__WHAT THE TASK REQUIRES__.
Find the line with "box: [293, 302, 319, 362]" in the entries below. Repeat it, every following line, and the line with "positive clicks: (67, 185)", exactly and with nothing added.

__DATA EXCERPTS__.
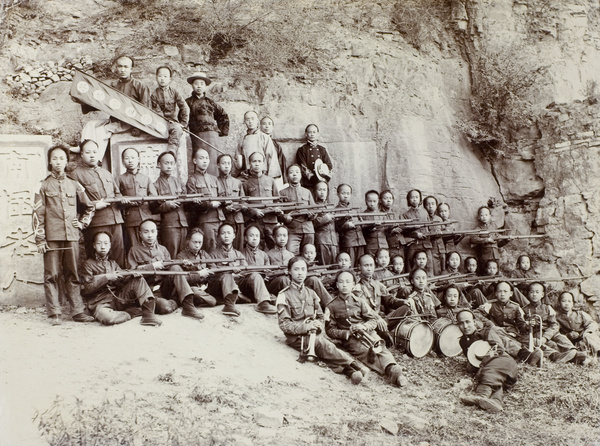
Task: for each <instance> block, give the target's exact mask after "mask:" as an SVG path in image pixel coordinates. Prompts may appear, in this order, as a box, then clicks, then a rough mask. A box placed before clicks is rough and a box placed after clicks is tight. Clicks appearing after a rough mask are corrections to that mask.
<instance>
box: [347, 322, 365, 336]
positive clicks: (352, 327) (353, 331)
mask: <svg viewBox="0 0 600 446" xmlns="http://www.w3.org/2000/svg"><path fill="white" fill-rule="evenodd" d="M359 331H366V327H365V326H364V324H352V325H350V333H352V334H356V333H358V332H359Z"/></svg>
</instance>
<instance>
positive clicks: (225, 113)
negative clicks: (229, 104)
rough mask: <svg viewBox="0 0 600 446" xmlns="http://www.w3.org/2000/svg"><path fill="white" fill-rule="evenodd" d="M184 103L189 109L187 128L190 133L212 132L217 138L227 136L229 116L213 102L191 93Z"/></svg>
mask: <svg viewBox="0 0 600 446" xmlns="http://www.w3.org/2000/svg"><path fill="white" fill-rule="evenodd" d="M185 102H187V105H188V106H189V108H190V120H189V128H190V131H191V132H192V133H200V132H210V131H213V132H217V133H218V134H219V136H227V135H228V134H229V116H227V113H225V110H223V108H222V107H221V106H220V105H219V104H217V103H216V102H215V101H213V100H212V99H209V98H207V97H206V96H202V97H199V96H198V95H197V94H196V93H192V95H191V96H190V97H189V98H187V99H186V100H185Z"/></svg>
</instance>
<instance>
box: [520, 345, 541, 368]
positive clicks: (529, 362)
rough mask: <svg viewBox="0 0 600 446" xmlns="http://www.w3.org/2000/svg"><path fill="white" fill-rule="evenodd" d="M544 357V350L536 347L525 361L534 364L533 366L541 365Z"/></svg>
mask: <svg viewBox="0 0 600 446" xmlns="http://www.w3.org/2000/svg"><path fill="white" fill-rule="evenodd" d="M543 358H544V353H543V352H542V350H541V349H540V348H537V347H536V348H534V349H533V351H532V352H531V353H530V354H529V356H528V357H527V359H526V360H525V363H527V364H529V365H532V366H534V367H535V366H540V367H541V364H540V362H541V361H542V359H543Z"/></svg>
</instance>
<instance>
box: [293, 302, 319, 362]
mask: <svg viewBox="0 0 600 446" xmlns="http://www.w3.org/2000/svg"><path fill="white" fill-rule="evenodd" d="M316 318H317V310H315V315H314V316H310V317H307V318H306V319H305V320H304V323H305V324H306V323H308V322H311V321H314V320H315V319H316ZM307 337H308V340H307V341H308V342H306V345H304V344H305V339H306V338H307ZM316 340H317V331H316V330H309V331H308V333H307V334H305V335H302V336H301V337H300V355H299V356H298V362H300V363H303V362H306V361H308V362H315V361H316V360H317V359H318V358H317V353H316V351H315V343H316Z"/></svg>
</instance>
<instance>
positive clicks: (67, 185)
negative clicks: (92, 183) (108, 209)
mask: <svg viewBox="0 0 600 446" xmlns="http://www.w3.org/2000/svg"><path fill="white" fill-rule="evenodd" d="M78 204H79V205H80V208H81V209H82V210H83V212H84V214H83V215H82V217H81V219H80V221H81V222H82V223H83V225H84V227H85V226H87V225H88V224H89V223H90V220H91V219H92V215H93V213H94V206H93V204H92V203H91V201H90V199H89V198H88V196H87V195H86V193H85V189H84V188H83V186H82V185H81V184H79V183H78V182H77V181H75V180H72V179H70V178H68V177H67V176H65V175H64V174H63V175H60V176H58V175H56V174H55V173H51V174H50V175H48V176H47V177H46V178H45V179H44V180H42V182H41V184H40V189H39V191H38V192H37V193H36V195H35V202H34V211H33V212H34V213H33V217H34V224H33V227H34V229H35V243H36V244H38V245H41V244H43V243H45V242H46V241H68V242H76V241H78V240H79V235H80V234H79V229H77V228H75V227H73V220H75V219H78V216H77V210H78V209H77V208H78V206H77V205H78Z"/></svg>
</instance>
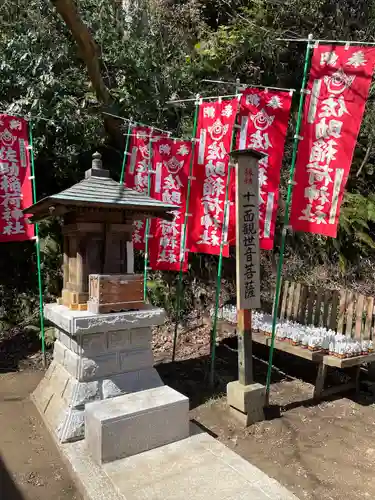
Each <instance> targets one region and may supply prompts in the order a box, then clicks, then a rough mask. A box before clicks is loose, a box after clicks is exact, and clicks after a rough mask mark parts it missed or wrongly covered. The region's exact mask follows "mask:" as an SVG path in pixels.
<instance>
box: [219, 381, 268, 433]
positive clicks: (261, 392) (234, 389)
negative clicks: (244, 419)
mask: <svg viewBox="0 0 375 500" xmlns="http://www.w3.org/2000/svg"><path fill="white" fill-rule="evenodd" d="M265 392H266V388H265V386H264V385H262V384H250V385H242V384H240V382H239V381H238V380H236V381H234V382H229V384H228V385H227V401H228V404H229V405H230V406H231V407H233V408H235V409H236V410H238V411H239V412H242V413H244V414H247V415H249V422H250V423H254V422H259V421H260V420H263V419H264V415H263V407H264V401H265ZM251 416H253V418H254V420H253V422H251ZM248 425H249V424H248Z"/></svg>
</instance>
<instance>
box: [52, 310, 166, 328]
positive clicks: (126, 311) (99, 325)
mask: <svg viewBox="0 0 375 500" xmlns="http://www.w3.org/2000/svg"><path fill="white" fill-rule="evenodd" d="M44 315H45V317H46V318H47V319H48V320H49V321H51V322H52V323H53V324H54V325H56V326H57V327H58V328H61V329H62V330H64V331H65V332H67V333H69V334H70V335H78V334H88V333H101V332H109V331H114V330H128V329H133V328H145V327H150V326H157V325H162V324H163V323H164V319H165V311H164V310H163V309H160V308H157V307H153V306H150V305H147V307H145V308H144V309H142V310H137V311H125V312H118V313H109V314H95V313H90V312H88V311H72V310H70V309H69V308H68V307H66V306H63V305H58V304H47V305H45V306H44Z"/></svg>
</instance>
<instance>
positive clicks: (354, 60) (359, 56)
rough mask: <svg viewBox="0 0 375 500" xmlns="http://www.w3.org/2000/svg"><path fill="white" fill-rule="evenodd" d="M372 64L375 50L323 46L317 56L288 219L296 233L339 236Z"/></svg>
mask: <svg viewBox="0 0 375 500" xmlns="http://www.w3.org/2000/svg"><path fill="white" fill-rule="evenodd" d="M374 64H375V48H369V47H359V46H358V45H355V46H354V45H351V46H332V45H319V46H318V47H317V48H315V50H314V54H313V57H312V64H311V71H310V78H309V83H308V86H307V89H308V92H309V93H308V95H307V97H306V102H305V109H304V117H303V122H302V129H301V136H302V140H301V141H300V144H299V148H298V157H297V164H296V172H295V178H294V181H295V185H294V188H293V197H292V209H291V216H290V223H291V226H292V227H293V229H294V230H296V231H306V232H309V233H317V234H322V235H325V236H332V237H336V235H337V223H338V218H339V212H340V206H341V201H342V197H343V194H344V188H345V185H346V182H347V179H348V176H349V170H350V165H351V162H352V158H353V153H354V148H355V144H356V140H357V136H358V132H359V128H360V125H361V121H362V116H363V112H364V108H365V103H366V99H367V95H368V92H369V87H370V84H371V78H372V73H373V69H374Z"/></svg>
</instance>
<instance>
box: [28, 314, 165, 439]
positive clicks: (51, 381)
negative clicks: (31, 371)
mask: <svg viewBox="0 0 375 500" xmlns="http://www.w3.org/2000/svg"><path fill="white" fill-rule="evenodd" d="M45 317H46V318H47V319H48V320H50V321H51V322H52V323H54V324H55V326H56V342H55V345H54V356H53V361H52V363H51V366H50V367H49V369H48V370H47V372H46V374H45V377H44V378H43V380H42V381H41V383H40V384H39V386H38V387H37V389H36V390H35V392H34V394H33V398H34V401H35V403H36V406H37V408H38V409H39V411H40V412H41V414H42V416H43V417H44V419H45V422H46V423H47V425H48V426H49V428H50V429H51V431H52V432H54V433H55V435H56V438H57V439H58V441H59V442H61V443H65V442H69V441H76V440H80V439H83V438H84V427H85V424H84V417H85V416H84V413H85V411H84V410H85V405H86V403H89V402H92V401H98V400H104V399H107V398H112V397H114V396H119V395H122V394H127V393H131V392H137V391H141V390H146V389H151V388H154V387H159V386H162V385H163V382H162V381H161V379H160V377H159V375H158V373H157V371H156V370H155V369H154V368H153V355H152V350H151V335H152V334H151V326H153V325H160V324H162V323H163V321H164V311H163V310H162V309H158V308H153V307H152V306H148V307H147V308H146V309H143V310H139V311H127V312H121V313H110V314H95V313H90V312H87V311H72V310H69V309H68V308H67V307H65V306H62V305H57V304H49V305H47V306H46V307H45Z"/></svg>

...

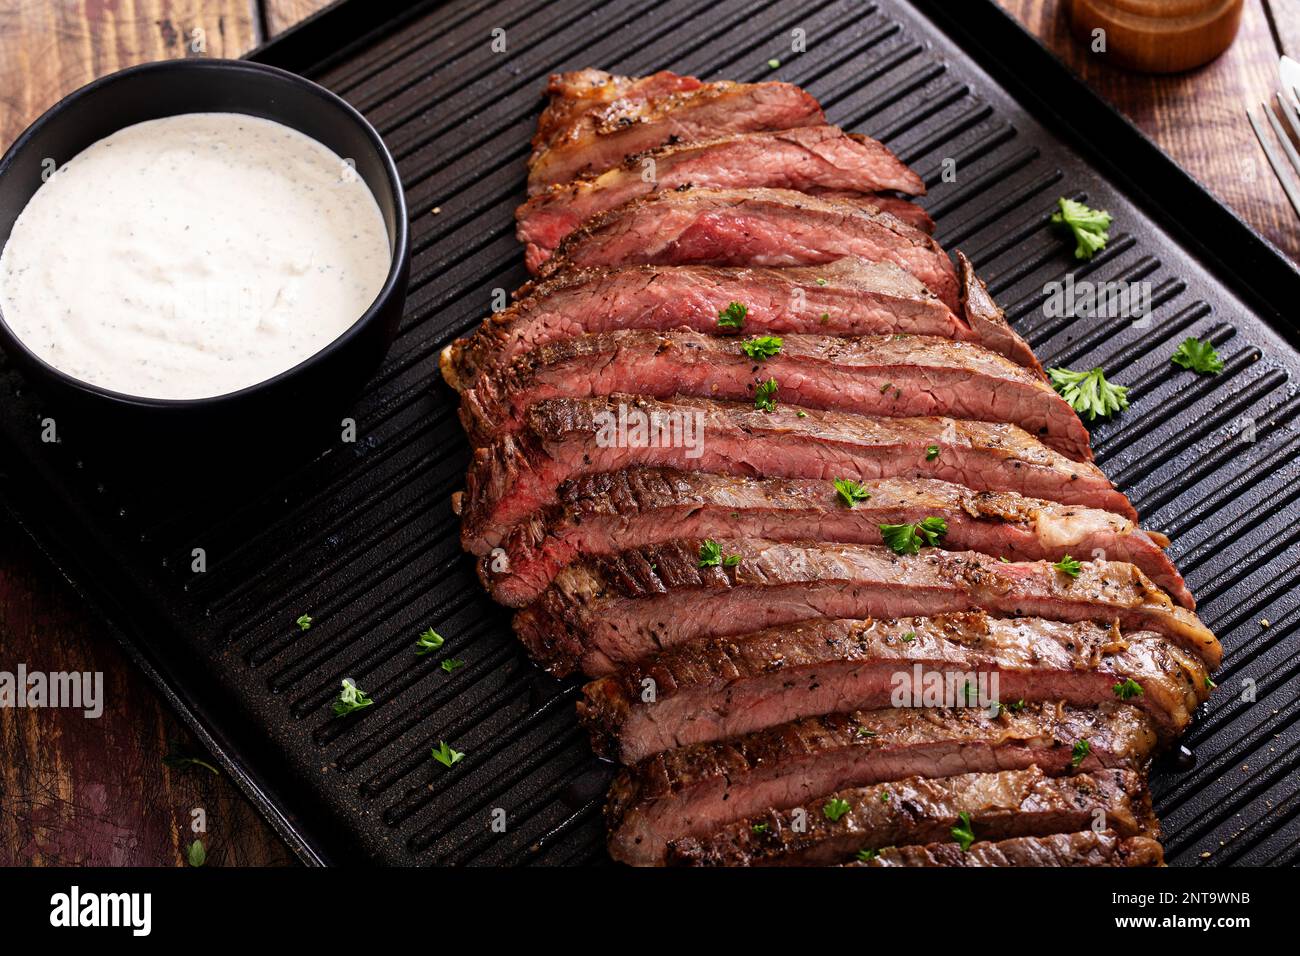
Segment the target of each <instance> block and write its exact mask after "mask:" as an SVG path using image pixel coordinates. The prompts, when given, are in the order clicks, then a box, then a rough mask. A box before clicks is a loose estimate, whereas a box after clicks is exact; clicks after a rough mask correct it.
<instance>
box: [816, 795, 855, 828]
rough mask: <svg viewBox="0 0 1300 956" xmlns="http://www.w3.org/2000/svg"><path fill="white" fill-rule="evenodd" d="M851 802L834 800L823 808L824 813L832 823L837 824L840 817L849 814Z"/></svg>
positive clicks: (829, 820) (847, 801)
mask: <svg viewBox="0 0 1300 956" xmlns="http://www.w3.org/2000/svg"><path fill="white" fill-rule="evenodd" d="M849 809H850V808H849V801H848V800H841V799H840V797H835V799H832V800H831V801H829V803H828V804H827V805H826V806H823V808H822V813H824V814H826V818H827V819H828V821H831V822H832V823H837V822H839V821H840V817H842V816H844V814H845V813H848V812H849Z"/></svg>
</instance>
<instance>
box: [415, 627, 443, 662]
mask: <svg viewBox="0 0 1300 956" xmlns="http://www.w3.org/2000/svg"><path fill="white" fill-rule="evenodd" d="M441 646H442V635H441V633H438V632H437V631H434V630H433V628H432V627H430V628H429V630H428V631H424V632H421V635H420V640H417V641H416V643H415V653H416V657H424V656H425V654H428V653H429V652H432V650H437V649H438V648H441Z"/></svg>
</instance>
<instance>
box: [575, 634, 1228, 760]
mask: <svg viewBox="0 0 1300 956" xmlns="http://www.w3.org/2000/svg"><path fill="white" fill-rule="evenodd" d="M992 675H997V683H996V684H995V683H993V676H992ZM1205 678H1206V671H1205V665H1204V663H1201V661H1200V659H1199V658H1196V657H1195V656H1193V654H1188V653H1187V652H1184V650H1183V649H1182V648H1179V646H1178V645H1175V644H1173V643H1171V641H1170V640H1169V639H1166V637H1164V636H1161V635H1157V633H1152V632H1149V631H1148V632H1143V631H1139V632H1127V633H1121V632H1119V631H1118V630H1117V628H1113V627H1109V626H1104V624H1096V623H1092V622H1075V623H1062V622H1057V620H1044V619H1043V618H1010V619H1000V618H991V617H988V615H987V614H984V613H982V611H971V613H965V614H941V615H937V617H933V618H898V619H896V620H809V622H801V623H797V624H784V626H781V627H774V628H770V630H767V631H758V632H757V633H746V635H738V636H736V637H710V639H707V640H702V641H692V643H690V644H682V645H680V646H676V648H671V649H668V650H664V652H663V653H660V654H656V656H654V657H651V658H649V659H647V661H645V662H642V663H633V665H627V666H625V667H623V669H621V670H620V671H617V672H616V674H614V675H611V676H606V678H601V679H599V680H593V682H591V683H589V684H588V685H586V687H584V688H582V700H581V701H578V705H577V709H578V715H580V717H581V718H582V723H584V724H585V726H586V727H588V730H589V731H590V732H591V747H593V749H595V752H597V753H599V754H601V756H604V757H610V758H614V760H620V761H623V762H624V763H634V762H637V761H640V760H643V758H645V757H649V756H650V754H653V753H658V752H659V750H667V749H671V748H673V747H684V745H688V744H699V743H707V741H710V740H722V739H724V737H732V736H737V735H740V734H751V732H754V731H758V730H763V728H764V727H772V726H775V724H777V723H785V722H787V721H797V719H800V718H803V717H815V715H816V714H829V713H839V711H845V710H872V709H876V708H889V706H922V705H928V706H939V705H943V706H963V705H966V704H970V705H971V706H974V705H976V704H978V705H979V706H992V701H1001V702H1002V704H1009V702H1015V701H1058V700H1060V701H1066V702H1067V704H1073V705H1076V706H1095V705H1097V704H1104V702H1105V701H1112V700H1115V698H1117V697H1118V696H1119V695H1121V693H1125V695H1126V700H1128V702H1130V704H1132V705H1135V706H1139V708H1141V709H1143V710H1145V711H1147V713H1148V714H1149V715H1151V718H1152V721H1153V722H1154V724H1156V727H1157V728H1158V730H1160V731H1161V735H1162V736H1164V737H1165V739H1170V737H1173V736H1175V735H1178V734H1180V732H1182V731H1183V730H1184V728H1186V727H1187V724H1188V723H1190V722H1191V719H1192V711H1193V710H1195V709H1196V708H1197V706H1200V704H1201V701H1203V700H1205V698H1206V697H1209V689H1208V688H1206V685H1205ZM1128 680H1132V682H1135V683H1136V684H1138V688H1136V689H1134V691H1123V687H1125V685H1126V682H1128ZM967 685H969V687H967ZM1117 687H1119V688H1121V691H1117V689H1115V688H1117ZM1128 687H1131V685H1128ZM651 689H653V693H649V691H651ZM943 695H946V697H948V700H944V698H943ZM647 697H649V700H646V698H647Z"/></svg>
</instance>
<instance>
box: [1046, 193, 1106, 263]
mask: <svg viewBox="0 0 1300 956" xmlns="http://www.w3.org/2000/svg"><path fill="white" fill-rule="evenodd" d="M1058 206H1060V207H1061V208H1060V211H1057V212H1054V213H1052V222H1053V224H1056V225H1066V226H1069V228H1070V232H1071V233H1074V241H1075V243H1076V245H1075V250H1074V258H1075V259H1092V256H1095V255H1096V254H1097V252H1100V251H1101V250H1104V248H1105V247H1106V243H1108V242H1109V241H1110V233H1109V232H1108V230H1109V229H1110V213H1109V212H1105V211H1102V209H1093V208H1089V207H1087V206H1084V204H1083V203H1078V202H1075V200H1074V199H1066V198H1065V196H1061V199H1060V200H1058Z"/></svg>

__SOLVED PROBLEM__.
box: [293, 302, 319, 362]
mask: <svg viewBox="0 0 600 446" xmlns="http://www.w3.org/2000/svg"><path fill="white" fill-rule="evenodd" d="M316 318H317V310H315V315H314V316H310V317H307V318H306V319H305V320H304V323H305V324H306V323H308V322H311V321H314V320H315V319H316ZM307 337H308V340H307V341H308V342H306V345H304V344H305V339H306V338H307ZM316 340H317V331H316V330H309V331H308V333H307V334H305V335H302V336H301V337H300V355H299V356H298V362H300V363H303V362H306V361H308V362H315V361H316V360H317V359H318V358H317V353H316V351H315V343H316Z"/></svg>
</instance>
<instance>
positive clicks: (67, 185)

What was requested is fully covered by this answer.